There is one small element of the William Ray’s trumpeting of the theory about Edward Devere that Phoenix Ark will support, and that is you must not make too many ‘establishment’ assumptions about Shakespeare for granted. It is why we found something of the ‘Shakespeare Land’ RSC tradition, at times, or the entire industry that has built up, something of a block to rediscovering the playwright and the plays. Not to mention why the Barbican Centre, one former RSC home, may have great concert halls but is the ugliest building in Europe. As, in contrast, the BBC and The Hollow Crown are so superbly recapturing Will and the plays. It is why too much worthiness towards the ‘bard’, in school, or anywhere else, can vitally separate students from the living word, which you must inhabit, perhaps like a player, to get to the wonder and genius of.
In fact, even the ‘establishment’ theory, with so much more evidence than others, often has thin links and tiny facts too, built into entire worlds. That is certainly not to go against the William of Stratford ‘theory’, but it is to leave imaginative space to understand the real man and the time again. Someone we believe even more astonishing, if you really put it all in context. But if there is the world of airy fancy, or the new American approach of near virtual ‘recreation’, there is that third place, part fact, part fiction. It is perhaps expressed in Peter Ackroyd’s instinctive understanding of writers and the mystery of identity, and above all about the metaphorical nature of an explosive language, and a vital, organic historical moment. Shakespeare reforges the language, as if it was his non-royal but divine right. But of course Shakespeare was not THE Shakespeare he has become, however lauded in his time. He was rediscovered, even ‘reinvented’, mythologized and institutionalised too, with almost every private or public political agenda attached to his name and works, over the years. But then his work encompasses so much. His greatest rediscovery was under the early Victorians, even if they ‘Bawdlerised’ the agonies of King Lear.

• [REQUIRED ACTION A] Decide whether each statement agrees with the text on Shakespeare, answering yes or no and quoting the words that settle it: (i) The Barbican Centre was once a home of the RSC. (ii) Shakespeare's greatest rediscovery came under the Elizabethans. (iii) The writer argues against the William of Stratford theory.
• [REQUIRED ACTION B] In the Shakespeare text, whose understanding of writers and the mystery of identity is named?
• [REQUIRED ACTION C] Write what comes next in the Shakespeare text, picking up after its final sentence.

• [DATASET EXTRACT]
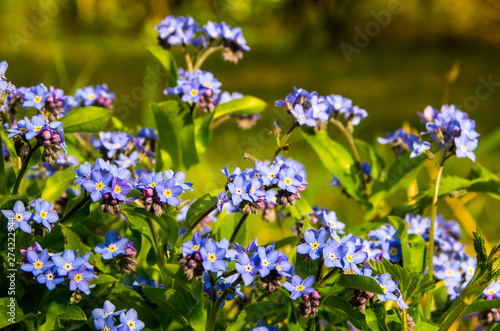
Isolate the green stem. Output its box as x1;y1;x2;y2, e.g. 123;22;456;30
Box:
59;195;90;223
208;271;217;305
425;163;447;318
205;276;243;331
330;118;366;190
149;218;166;280
12;143;42;195
193;46;223;72
181;204;217;243
229;214;248;243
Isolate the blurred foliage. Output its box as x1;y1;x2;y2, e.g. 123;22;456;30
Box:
0;0;500;239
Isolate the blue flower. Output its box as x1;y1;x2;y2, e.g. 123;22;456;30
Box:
181;232;205;256
297;228;326;260
52;249;85;276
83;170;113;202
278;168;302;194
33;199;59;232
257;247;279;278
23;84;50;111
21;249;54;277
455;134;477;162
94;231;128;260
323;240;347;269
24;115;47;140
2;200;33;233
36;266;64;291
68;264;94;295
119;308;144;331
290;104;318;127
283;275;314;301
343;241;368;274
155;178;182;206
234;252;259;286
200;239;227;272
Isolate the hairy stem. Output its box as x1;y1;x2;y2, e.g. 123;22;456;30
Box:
193;46;224;72
181;204;217;243
425;162;447;318
12;143;42;195
205;276;243;331
330;118;366;190
229;214;248;243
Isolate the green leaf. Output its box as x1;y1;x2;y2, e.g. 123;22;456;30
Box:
142;287;192;330
335;274;384;294
459;299;500;318
150;100;199;171
194;113;214;154
56;223;90;255
0;296;24;329
186;189;222;227
321;295;370;331
226;301;285;331
370;259;434;302
302;128;363;201
59;305;87;321
148;46;179;87
364;302;389;331
214;95;267;120
59;106;111;133
42;169;75;203
370;152;426;206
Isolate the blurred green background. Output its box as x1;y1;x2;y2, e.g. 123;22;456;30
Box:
0;0;500;240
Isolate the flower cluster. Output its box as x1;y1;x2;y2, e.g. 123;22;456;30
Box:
21;243;97;295
378;105;479;162
163;68;222;112
364;225;403;263
155;16;250;63
67;84;115;110
7;114;67;163
92;128;158;168
1;199;59;233
92;300;145;331
275;88;368;127
135;170;193;216
217;157;308;214
405;214;476;300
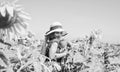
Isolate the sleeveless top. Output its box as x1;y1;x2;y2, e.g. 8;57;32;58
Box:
45;39;64;62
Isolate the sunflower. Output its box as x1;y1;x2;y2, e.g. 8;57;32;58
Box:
0;2;30;39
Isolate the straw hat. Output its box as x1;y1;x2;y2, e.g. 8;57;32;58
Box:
45;22;67;36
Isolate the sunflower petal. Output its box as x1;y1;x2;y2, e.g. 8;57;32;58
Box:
9;27;13;33
7;29;10;39
19;14;31;20
15;23;21;30
21;11;30;16
0;7;6;17
12;26;18;35
7;6;14;17
20;23;27;29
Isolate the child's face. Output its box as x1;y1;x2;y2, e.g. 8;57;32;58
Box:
54;32;62;38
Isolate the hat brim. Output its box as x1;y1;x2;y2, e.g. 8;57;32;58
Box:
46;28;68;36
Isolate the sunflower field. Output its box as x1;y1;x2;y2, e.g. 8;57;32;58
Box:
0;2;120;72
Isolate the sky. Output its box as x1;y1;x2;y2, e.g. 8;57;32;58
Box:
8;0;120;43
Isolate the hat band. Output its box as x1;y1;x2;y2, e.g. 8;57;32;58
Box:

• [WRITTEN ANSWER A]
(i) Yes: "the Barbican Centre, one former RSC home"
(ii) No: "His greatest rediscovery was under the early Victorians"
(iii) No: "That is certainly not to go against the William of Stratford ‘theory’"

• [WRITTEN ANSWER B] Peter Ackroyd's.

• [WRITTEN ANSWER C]
One notable critic of course was Dr Johnson though, who has very interesting links, talked about in Shakespeare’s Brother (if it ever gets published) to the Thrale family. Ralph Thrale, direct from the Bishops of Winchester, bought up the land on which those theatres stood, and where Edmund Shakespeare lived for a time, turning it into the largest brewery in Europe, the Anchor Brewery. So while the players and playwrights, and their and Will’s words, were going through the guts or ears of Londoners, the future in Southwark was headed towards that all driving force, money, thanks to Londoner’s drinking guts, and the land ownership of taverns by the City, especially with the entry of the Barclay’s and Courage families. Hey ho.
It was very interesting when Anonymous came out though that Prince Charles put his name to the Stratford Camp, with his face on the website. Then he is a patron of the Birthplace Trust. We have often been admirers here, to adopt just a token of Royal crawling, or graceful respect, especially for work such as the Princes’ Trust, and even thought of sending him the ‘royal’ spirited Fire Bringer, when it first came out. It is about Scottish deer, after all. We have no idea if he’s any kind of scholar or not on the subject of Shakespeare, but it is also interesting that The Prince of Wales, divinely righted or not, does not support the Edward Devere theory either. Incidentally, along with Dr Johnson, one of the many visitors to the Anchor Brewery where The Globe and The Vine had stood, was another Prince of Wales.